### [Exercise task]
Please copy every one of the lines below word for word.

(Records)
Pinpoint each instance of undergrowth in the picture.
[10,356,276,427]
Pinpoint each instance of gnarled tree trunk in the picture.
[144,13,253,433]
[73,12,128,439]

### [Output]
Pinpoint each instance of undergrowth in the picture.
[10,356,276,427]
Pinpoint each instance of gnarled tree trunk in the picture.
[144,13,253,433]
[73,12,128,439]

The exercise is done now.